* **Task material**:
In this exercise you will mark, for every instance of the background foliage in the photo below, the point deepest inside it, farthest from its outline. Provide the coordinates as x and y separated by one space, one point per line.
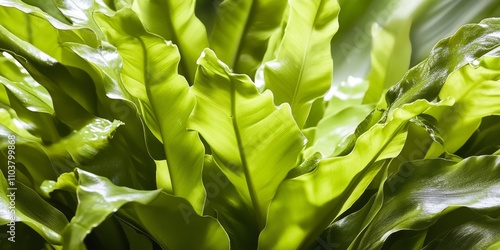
268 124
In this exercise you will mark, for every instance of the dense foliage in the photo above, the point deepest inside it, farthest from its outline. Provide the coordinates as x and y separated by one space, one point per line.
245 124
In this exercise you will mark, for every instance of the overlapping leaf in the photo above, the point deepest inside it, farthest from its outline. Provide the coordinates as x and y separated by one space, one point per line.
302 68
175 21
322 195
150 210
253 142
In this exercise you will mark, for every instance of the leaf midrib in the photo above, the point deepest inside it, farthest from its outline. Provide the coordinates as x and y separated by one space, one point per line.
250 185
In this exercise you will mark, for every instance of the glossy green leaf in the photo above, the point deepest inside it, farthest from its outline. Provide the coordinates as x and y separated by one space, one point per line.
425 80
441 19
175 21
416 196
222 196
322 195
390 56
172 104
334 130
150 210
253 142
242 30
302 70
104 65
476 92
72 97
17 203
165 93
477 234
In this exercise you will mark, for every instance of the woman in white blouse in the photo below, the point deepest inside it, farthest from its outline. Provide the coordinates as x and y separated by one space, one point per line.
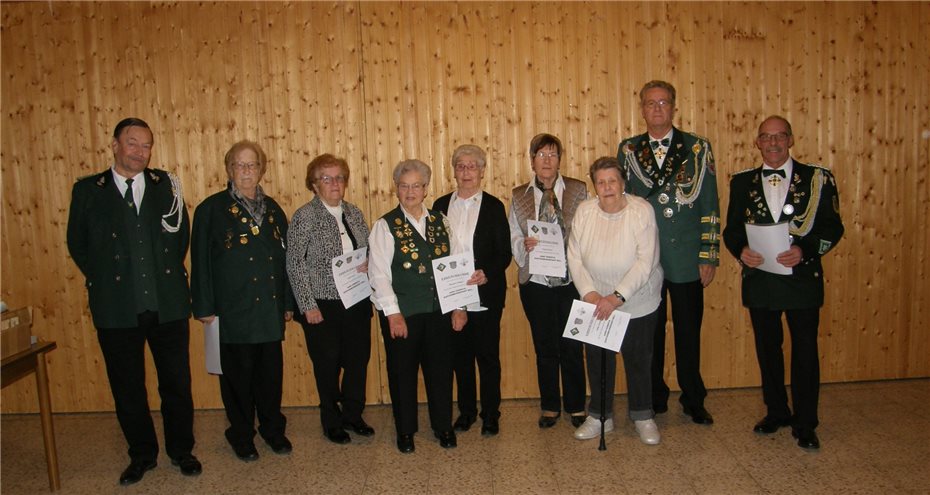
613 256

* **Task directions**:
Give every line of the rows above as a JSON list of strings, one string per line, with blank lines left out. Leave the pictures out.

* **The output**:
[
  "In this exercise you will mark, for every instance of the background foliage in the photo below, the point deepest inside it, farthest from its outline. Provide the coordinates as x and y separated by one space, one point per line.",
  "268 124",
  "In this exercise you will mark, for every instance of the dense foliage in the photo above, the point deepest inside it, farthest from its outline. Provide the coordinates as x and y separated by one space, one point per line.",
  "245 124",
  "In this exercise you will mark, for every instance of the overlapping leaf in the photo above, the point deepest inside it, farthest from its outline. Provide the coordinates as x and y separated by one space, one point per line.",
  "302 68",
  "175 21",
  "322 195",
  "150 210",
  "253 142",
  "In this exercise you will mark, for every instance of the leaf midrib in the photo above, the point deepest inside it, farthest from its outline. Provide the coordinates as x and y separated by one space, one point per line.",
  "250 185",
  "In this exercise you will mark, for every instance of the glossy green leaf in the photo above, the point deepest inside it, farthest from its outline. Provide the coordinates as x and y separated by one space, one point per line.",
  "425 80",
  "441 19",
  "175 21",
  "416 196",
  "222 196",
  "322 195",
  "390 56",
  "172 104",
  "334 130",
  "150 210",
  "253 142",
  "242 30",
  "302 70",
  "104 65",
  "476 92",
  "72 97",
  "17 203",
  "165 93",
  "477 234",
  "In this exercise you will mark, for every instance of the woman in white blouse in the photo below, the point deepest inside it, farthest from its outline. Provide the coordinates as x and y separated by one space, one point per line.",
  "613 256"
]